Please reproduce all of the data exactly as it appears, but skip the pictures.

(Beginning of Data provided)

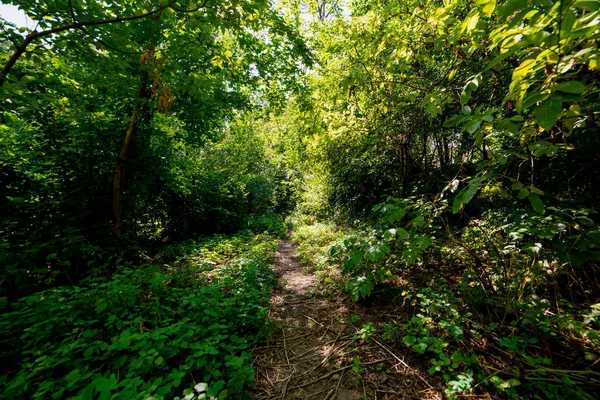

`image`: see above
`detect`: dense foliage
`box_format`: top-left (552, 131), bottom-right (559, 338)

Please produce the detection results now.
top-left (2, 0), bottom-right (600, 398)
top-left (1, 232), bottom-right (279, 399)
top-left (1, 1), bottom-right (301, 398)
top-left (0, 0), bottom-right (308, 297)
top-left (267, 0), bottom-right (600, 397)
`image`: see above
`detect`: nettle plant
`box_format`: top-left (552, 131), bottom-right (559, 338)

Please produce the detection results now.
top-left (328, 233), bottom-right (392, 301)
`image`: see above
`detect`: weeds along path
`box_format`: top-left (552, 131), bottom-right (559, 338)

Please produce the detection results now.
top-left (251, 239), bottom-right (440, 400)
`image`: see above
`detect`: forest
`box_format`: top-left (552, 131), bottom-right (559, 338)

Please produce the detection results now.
top-left (0, 0), bottom-right (599, 398)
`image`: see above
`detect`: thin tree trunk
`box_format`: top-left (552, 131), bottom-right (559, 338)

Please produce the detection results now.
top-left (406, 145), bottom-right (436, 193)
top-left (112, 68), bottom-right (151, 239)
top-left (0, 35), bottom-right (35, 87)
top-left (112, 106), bottom-right (141, 238)
top-left (443, 134), bottom-right (450, 169)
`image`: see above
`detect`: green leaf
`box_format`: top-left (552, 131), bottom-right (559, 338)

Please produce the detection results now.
top-left (529, 185), bottom-right (544, 195)
top-left (486, 43), bottom-right (524, 71)
top-left (453, 180), bottom-right (482, 214)
top-left (511, 181), bottom-right (523, 190)
top-left (396, 228), bottom-right (409, 240)
top-left (207, 380), bottom-right (225, 396)
top-left (65, 369), bottom-right (80, 381)
top-left (574, 0), bottom-right (600, 11)
top-left (367, 246), bottom-right (383, 261)
top-left (522, 92), bottom-right (548, 109)
top-left (553, 81), bottom-right (585, 94)
top-left (413, 342), bottom-right (428, 354)
top-left (464, 120), bottom-right (482, 134)
top-left (497, 119), bottom-right (520, 133)
top-left (443, 114), bottom-right (466, 127)
top-left (452, 194), bottom-right (463, 214)
top-left (518, 188), bottom-right (530, 199)
top-left (383, 229), bottom-right (396, 240)
top-left (535, 97), bottom-right (562, 130)
top-left (505, 378), bottom-right (522, 388)
top-left (513, 59), bottom-right (536, 79)
top-left (95, 299), bottom-right (107, 314)
top-left (498, 0), bottom-right (529, 20)
top-left (528, 193), bottom-right (544, 213)
top-left (482, 1), bottom-right (496, 17)
top-left (466, 14), bottom-right (480, 32)
top-left (489, 375), bottom-right (505, 388)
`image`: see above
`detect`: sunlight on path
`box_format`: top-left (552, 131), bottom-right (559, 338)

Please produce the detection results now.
top-left (251, 240), bottom-right (440, 400)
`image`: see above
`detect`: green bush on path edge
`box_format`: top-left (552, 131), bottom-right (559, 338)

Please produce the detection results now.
top-left (0, 231), bottom-right (279, 400)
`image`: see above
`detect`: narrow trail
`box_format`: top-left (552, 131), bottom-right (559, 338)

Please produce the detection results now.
top-left (251, 239), bottom-right (440, 400)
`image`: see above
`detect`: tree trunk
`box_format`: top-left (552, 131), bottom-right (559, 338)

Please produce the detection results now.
top-left (443, 134), bottom-right (450, 170)
top-left (112, 106), bottom-right (141, 238)
top-left (112, 67), bottom-right (151, 239)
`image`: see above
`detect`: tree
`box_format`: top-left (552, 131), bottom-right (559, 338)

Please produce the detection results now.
top-left (0, 0), bottom-right (311, 293)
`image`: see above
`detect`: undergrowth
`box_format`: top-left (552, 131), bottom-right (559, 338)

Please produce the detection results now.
top-left (292, 199), bottom-right (600, 399)
top-left (288, 215), bottom-right (356, 281)
top-left (0, 231), bottom-right (278, 400)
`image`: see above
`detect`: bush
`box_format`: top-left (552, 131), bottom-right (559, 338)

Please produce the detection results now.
top-left (327, 196), bottom-right (600, 398)
top-left (0, 233), bottom-right (278, 399)
top-left (247, 213), bottom-right (289, 238)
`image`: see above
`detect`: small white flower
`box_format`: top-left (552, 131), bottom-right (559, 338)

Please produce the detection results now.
top-left (194, 382), bottom-right (208, 393)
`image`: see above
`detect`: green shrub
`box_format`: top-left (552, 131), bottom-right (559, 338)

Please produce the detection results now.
top-left (247, 213), bottom-right (289, 238)
top-left (0, 233), bottom-right (278, 399)
top-left (327, 196), bottom-right (600, 398)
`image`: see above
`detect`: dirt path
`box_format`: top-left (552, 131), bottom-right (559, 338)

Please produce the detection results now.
top-left (251, 240), bottom-right (440, 400)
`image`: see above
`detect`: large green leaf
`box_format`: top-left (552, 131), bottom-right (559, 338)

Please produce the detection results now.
top-left (534, 97), bottom-right (563, 130)
top-left (498, 0), bottom-right (530, 20)
top-left (528, 193), bottom-right (544, 213)
top-left (452, 180), bottom-right (482, 214)
top-left (554, 81), bottom-right (586, 94)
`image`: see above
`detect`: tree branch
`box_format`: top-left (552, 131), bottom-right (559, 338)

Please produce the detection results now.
top-left (0, 0), bottom-right (178, 86)
top-left (171, 0), bottom-right (214, 13)
top-left (67, 0), bottom-right (142, 55)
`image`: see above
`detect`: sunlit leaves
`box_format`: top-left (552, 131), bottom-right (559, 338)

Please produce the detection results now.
top-left (1, 233), bottom-right (278, 398)
top-left (461, 13), bottom-right (480, 34)
top-left (461, 75), bottom-right (481, 106)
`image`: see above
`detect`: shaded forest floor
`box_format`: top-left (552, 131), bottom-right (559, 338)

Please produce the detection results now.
top-left (251, 239), bottom-right (449, 399)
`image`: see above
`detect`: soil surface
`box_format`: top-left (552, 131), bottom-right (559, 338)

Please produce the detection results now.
top-left (251, 239), bottom-right (442, 400)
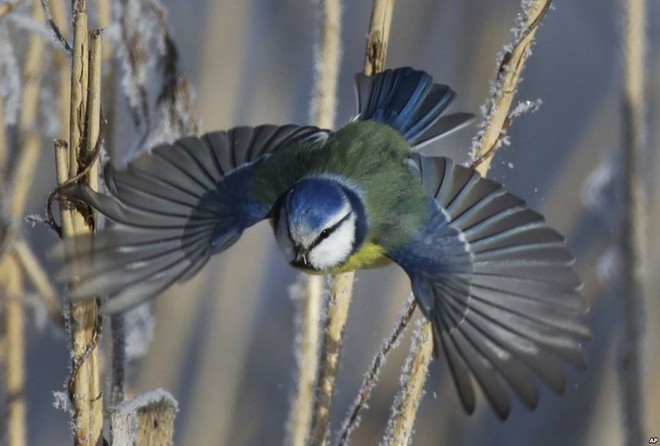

(End of Data provided)

# Your solution
`image`: see above
`detect`: dense foliage
`box_format`: top-left (552, 131), bottom-right (559, 338)

Please produce the detection results now.
top-left (2, 0), bottom-right (600, 398)
top-left (1, 232), bottom-right (279, 399)
top-left (1, 1), bottom-right (301, 398)
top-left (0, 0), bottom-right (308, 297)
top-left (267, 0), bottom-right (600, 397)
`image`: see above
`detect`: nettle plant
`box_format`: top-left (552, 131), bottom-right (559, 338)

Please produce the detection results now.
top-left (328, 233), bottom-right (392, 301)
`image`: see above
`detect`: weeds along path
`box_format`: top-left (552, 131), bottom-right (559, 338)

Please produce the detection results now.
top-left (251, 239), bottom-right (440, 400)
`image`: see above
`detect`: forest
`box_format`: top-left (552, 131), bottom-right (559, 338)

Please produce the detection results now.
top-left (0, 0), bottom-right (599, 398)
`image`: see above
`detect`: thin tree trunk
`box_format`: top-left (552, 131), bottom-right (559, 338)

Please produce the detection results now.
top-left (406, 145), bottom-right (436, 193)
top-left (112, 68), bottom-right (151, 239)
top-left (0, 35), bottom-right (35, 87)
top-left (112, 106), bottom-right (141, 238)
top-left (443, 134), bottom-right (450, 169)
`image`: see above
`detect`: green leaf
`box_format`: top-left (552, 131), bottom-right (559, 338)

Please produce the detection results now.
top-left (529, 185), bottom-right (544, 195)
top-left (486, 43), bottom-right (524, 71)
top-left (453, 180), bottom-right (482, 214)
top-left (511, 181), bottom-right (523, 190)
top-left (396, 228), bottom-right (409, 240)
top-left (207, 380), bottom-right (225, 396)
top-left (65, 369), bottom-right (80, 381)
top-left (574, 0), bottom-right (600, 11)
top-left (367, 246), bottom-right (383, 261)
top-left (522, 92), bottom-right (548, 109)
top-left (553, 81), bottom-right (585, 94)
top-left (413, 342), bottom-right (428, 354)
top-left (464, 120), bottom-right (482, 134)
top-left (497, 119), bottom-right (520, 133)
top-left (443, 114), bottom-right (466, 127)
top-left (452, 194), bottom-right (463, 214)
top-left (518, 188), bottom-right (530, 199)
top-left (383, 229), bottom-right (396, 240)
top-left (535, 97), bottom-right (562, 130)
top-left (505, 378), bottom-right (522, 388)
top-left (513, 59), bottom-right (536, 79)
top-left (95, 299), bottom-right (107, 314)
top-left (498, 0), bottom-right (529, 20)
top-left (528, 193), bottom-right (544, 213)
top-left (482, 1), bottom-right (496, 17)
top-left (466, 14), bottom-right (480, 32)
top-left (489, 375), bottom-right (505, 388)
`image`: see above
`detect`: sunlight on path
`box_format`: top-left (552, 131), bottom-right (559, 338)

Please produce the detection results now.
top-left (251, 240), bottom-right (440, 400)
`image`: see above
`detect`: green bush on path edge
`box_format`: top-left (552, 131), bottom-right (559, 338)

Please produce the detection results now.
top-left (0, 231), bottom-right (279, 400)
`image`: see above
`detect`: narrow trail
`box_format`: top-left (552, 131), bottom-right (559, 338)

Please produce the detection results now.
top-left (251, 239), bottom-right (440, 400)
`image`: see above
`detect`: tree trunk
`box_format`: top-left (552, 131), bottom-right (559, 338)

Please produce the detection results now.
top-left (443, 134), bottom-right (450, 170)
top-left (112, 106), bottom-right (141, 238)
top-left (112, 67), bottom-right (151, 239)
`image`: see above
`detect`: tree
`box_format`: top-left (552, 131), bottom-right (559, 338)

Please produce the detection results now.
top-left (0, 0), bottom-right (311, 293)
`image`: see above
`detect`: undergrowth
`box_format`: top-left (552, 131), bottom-right (559, 338)

Please produce the detection results now.
top-left (292, 199), bottom-right (600, 399)
top-left (288, 215), bottom-right (356, 281)
top-left (0, 231), bottom-right (278, 400)
`image`: see above
`detect`: bush
`box_format`: top-left (552, 131), bottom-right (559, 338)

Please produce the detection results now.
top-left (327, 196), bottom-right (600, 398)
top-left (0, 233), bottom-right (278, 399)
top-left (247, 213), bottom-right (289, 238)
`image`: see above
`detect`: small white flower
`box_format`: top-left (552, 131), bottom-right (559, 338)

Please produce the detection results now.
top-left (194, 382), bottom-right (208, 393)
`image`: see above
`detect`: green shrub
`box_format`: top-left (552, 131), bottom-right (559, 338)

Please produce the detection results now.
top-left (247, 213), bottom-right (289, 238)
top-left (0, 233), bottom-right (278, 399)
top-left (327, 196), bottom-right (600, 398)
`image`: see above
`detect`: dirt path
`box_format`: top-left (552, 131), bottom-right (559, 338)

Please produce the detection results now.
top-left (251, 240), bottom-right (440, 400)
`image`: see above
`detect`: large green leaf
`box_format`: top-left (552, 131), bottom-right (559, 338)

Please produce the detection results now.
top-left (534, 97), bottom-right (563, 130)
top-left (498, 0), bottom-right (530, 20)
top-left (528, 193), bottom-right (544, 213)
top-left (452, 180), bottom-right (482, 214)
top-left (554, 81), bottom-right (586, 94)
`image`: see above
`detect`: tree branch
`box_format`: top-left (552, 131), bottom-right (559, 338)

Please produce the detection results now.
top-left (0, 0), bottom-right (178, 86)
top-left (171, 0), bottom-right (214, 13)
top-left (67, 0), bottom-right (142, 55)
`image`: see above
`detect`: sunlit leaves
`box_format`: top-left (552, 131), bottom-right (559, 338)

Please produce the detection results now.
top-left (1, 233), bottom-right (278, 398)
top-left (461, 13), bottom-right (480, 34)
top-left (461, 75), bottom-right (481, 106)
`image`: see above
`detect`: shaded forest floor
`box_format`: top-left (552, 131), bottom-right (559, 338)

Please produce the detection results now.
top-left (251, 239), bottom-right (449, 399)
`image`: see above
`detect`: soil surface
`box_format`: top-left (552, 131), bottom-right (559, 338)

Please produce the detection results now.
top-left (251, 239), bottom-right (442, 400)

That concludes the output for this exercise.